Problem statement:
Which lines below contain the word "outline"? Gather each of them and copy it out in full.

Data entries:
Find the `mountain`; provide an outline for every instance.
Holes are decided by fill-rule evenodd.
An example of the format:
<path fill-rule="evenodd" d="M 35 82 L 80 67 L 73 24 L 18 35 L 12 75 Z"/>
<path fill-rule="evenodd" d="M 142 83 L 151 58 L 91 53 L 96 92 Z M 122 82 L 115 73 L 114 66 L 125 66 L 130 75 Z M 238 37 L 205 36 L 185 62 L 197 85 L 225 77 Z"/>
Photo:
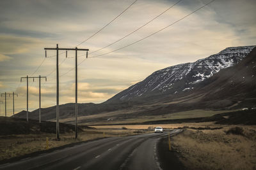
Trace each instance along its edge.
<path fill-rule="evenodd" d="M 79 122 L 155 121 L 181 111 L 255 108 L 255 46 L 227 48 L 193 63 L 157 71 L 104 103 L 79 104 Z M 74 103 L 60 105 L 60 110 L 63 122 L 74 122 Z M 26 111 L 15 117 L 25 118 Z M 38 119 L 38 110 L 29 118 Z M 56 106 L 42 109 L 42 120 L 55 118 Z"/>
<path fill-rule="evenodd" d="M 158 70 L 107 102 L 140 100 L 150 96 L 176 94 L 194 89 L 195 85 L 220 70 L 240 62 L 255 46 L 227 48 L 217 54 L 195 62 L 181 64 Z"/>

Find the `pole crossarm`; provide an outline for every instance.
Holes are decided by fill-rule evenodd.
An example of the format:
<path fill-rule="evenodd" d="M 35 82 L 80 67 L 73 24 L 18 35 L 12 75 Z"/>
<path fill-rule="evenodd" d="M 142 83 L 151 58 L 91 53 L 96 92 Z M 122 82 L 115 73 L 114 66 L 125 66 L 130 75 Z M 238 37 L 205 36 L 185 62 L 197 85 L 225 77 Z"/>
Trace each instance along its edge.
<path fill-rule="evenodd" d="M 6 95 L 9 95 L 9 97 L 11 96 L 11 95 L 12 95 L 12 105 L 13 105 L 13 117 L 14 117 L 14 96 L 17 96 L 17 97 L 18 97 L 18 94 L 17 93 L 15 93 L 14 92 L 13 92 L 12 93 L 2 93 L 1 94 L 1 97 L 3 97 L 3 95 L 4 95 L 4 106 L 5 106 L 5 117 L 6 117 Z"/>
<path fill-rule="evenodd" d="M 59 50 L 66 51 L 66 58 L 67 57 L 67 51 L 72 50 L 76 51 L 76 103 L 75 103 L 75 131 L 76 131 L 76 139 L 77 138 L 77 113 L 78 113 L 78 105 L 77 105 L 77 51 L 86 51 L 86 59 L 88 58 L 88 52 L 89 49 L 86 48 L 77 48 L 77 47 L 70 48 L 59 48 L 58 45 L 56 45 L 56 48 L 44 48 L 45 50 L 45 57 L 47 56 L 47 50 L 56 50 L 56 138 L 59 139 L 59 116 L 60 116 L 60 109 L 59 109 Z"/>
<path fill-rule="evenodd" d="M 2 94 L 1 94 L 1 97 L 3 97 L 3 96 L 2 96 L 3 94 L 4 94 L 4 93 L 2 93 Z M 17 93 L 14 93 L 14 94 L 13 94 L 13 93 L 6 93 L 6 95 L 7 95 L 7 94 L 9 95 L 9 97 L 10 96 L 10 95 L 13 95 L 13 94 L 17 95 L 17 97 L 18 97 L 18 94 L 17 94 Z"/>
<path fill-rule="evenodd" d="M 67 50 L 67 51 L 70 51 L 70 50 L 77 50 L 77 51 L 89 51 L 89 49 L 85 49 L 85 48 L 44 48 L 45 50 Z"/>
<path fill-rule="evenodd" d="M 47 80 L 47 77 L 46 76 L 31 76 L 31 77 L 28 77 L 28 78 L 45 78 L 45 81 Z M 27 78 L 27 77 L 21 77 L 20 78 L 20 82 L 22 81 L 22 78 Z"/>
<path fill-rule="evenodd" d="M 45 81 L 47 81 L 47 76 L 26 76 L 20 77 L 20 82 L 22 81 L 22 79 L 27 80 L 27 121 L 28 122 L 28 80 L 33 78 L 33 81 L 35 81 L 35 78 L 39 78 L 39 122 L 41 123 L 41 78 L 45 78 Z"/>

Response for this exercise:
Find the `mountain`; provide an outline for every instance.
Find the `pole crossarm`; provide an outline for every instance.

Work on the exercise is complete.